(Items from a dataset)
-- Begin --

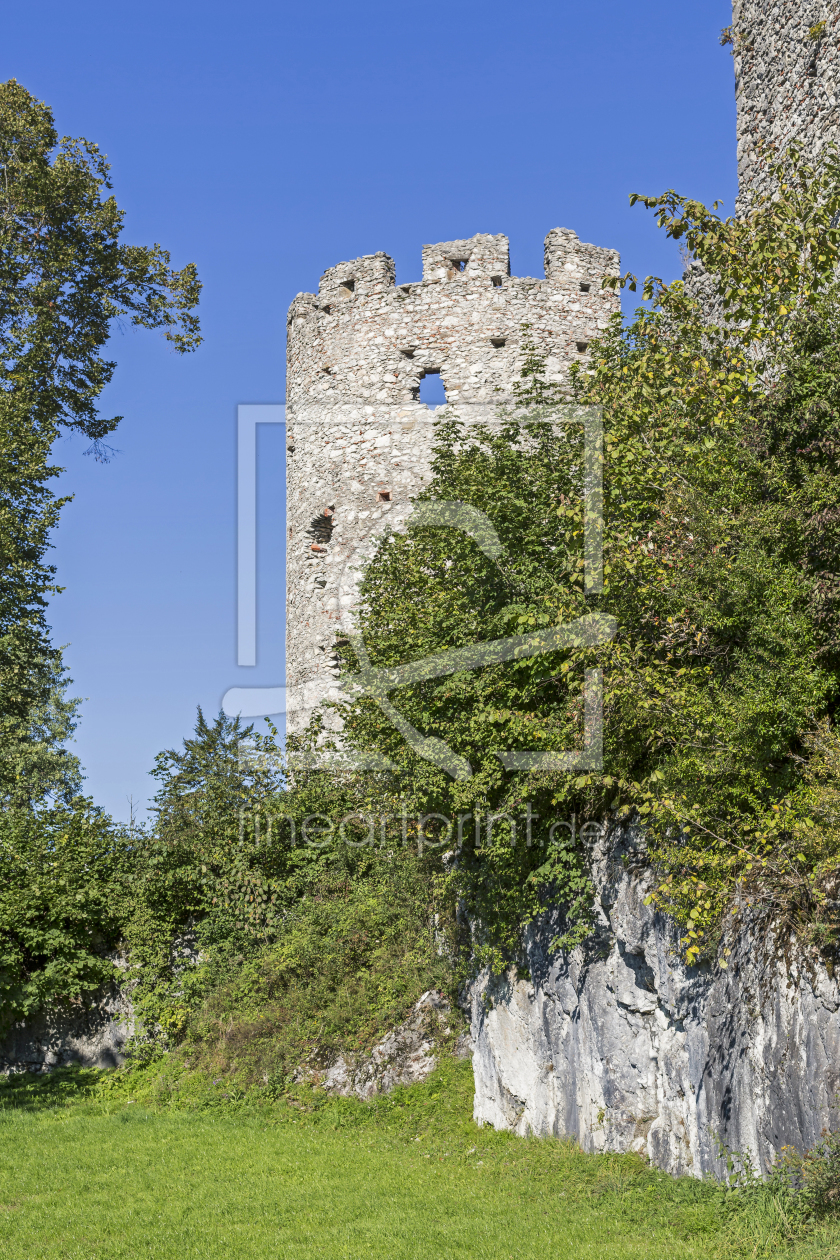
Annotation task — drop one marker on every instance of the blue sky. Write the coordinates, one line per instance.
(266, 141)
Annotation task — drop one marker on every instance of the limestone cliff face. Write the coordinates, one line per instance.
(624, 1047)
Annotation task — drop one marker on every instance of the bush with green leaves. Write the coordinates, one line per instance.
(64, 277)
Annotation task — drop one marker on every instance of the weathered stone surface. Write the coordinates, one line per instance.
(91, 1036)
(406, 1056)
(787, 81)
(624, 1047)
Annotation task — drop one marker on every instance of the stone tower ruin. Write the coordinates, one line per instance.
(787, 63)
(359, 437)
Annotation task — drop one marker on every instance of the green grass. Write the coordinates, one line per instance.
(87, 1174)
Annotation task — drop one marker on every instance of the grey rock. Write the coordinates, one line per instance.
(624, 1047)
(406, 1056)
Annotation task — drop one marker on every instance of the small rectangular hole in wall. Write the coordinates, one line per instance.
(431, 389)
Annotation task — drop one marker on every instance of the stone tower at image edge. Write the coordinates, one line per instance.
(359, 437)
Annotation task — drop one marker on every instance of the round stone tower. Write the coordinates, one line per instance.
(787, 81)
(359, 437)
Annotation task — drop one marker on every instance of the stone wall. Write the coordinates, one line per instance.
(625, 1047)
(91, 1035)
(787, 81)
(359, 439)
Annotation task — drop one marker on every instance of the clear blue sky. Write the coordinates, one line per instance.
(266, 141)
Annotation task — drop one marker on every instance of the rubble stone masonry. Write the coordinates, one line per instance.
(359, 439)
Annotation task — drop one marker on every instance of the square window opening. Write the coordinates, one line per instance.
(432, 391)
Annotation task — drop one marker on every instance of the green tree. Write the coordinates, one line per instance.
(64, 277)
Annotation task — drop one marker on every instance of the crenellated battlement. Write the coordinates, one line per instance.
(787, 82)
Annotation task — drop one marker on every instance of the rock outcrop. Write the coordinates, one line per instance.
(406, 1056)
(625, 1047)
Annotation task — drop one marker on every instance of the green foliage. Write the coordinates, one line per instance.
(62, 904)
(252, 946)
(720, 562)
(64, 279)
(354, 954)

-- End --

_TASK:_ Give the data above as a Markdown table with the columns "No." and "Line," numbering each line in order and omitting blank lines. Leave the pictures out of the answer.

_CORRECT OUTPUT:_
| No. | Line |
|---|---|
| 1 | Annotation task — drop one marker on every instance of the blue sky. Write the coordinates, one line per instance. |
| 2 | (266, 141) |
| 3 | Annotation task — drop one marker on every instance of the limestone cliff face. Write the coordinates, one line per instance. |
| 4 | (624, 1047) |
| 5 | Annotation task — drop one marker on every instance of the bush with green leaves. Write the coordinates, one line per instance. |
| 6 | (64, 277) |
| 7 | Annotation task — drop one marker on every instance of the weathered stone surface. Write the coordinates, one line per instance. |
| 8 | (91, 1036) |
| 9 | (406, 1056) |
| 10 | (787, 81) |
| 11 | (624, 1047) |
| 12 | Annotation task — drop one marker on every instance of the stone tower ruin. Write the coordinates, one line per instance. |
| 13 | (787, 63) |
| 14 | (359, 437) |
| 15 | Annotation task — drop one marker on every instance of the green grass. Write the coordinates, one line per instance. |
| 16 | (87, 1174) |
| 17 | Annotation task — drop one marker on every instance of the grey rock. Write the coordinates, one line per instance. |
| 18 | (624, 1047) |
| 19 | (406, 1056) |
| 20 | Annotation task — drop one marker on every instance of the small rectangular hole in wall. Write the coordinates, one line per instance. |
| 21 | (431, 389) |
| 22 | Annotation task — drop one marker on every instance of the stone tower at image edge. Write the coordinates, one line per instance. |
| 23 | (359, 437) |
| 24 | Annotation task — drop one marker on every instance of the round stone tower. Write the coordinates, one line per instance. |
| 25 | (787, 81) |
| 26 | (359, 437) |
| 27 | Annotation task — drop one marker on every instance of the stone wall. Write the coordinates, one line per instance. |
| 28 | (625, 1047) |
| 29 | (91, 1035) |
| 30 | (787, 81) |
| 31 | (359, 439) |
| 32 | Annotation task — drop one marker on every instance of the clear blue sky. Write the coordinates, one line per instance. |
| 33 | (266, 141) |
| 34 | Annotation task — drop one marker on every instance of the rubble stone masonry. Write the coordinates, one line per instance. |
| 35 | (359, 439) |
| 36 | Annotation task — drop one marker on every instance of the square window opening. Write the coordinates, one line per instance. |
| 37 | (432, 391) |
| 38 | Annotation task — drop one marker on every instance of the green tree. Write the coordinates, one line per instance. |
| 39 | (64, 277) |
| 40 | Annotation task — drop one marker on every instance of the crenellated battlement. Write the coordinates, one line per instance. |
| 41 | (787, 82) |
| 42 | Annotation task — drop one marker on every instance of the rock outcrop. Write the coordinates, one line per instance. |
| 43 | (406, 1056) |
| 44 | (625, 1047) |
| 45 | Annotation task — drop one marker on every instance of the green foliage. Write the coordinates, one line per instance. |
| 46 | (62, 904) |
| 47 | (252, 946) |
| 48 | (720, 562) |
| 49 | (64, 279) |
| 50 | (354, 954) |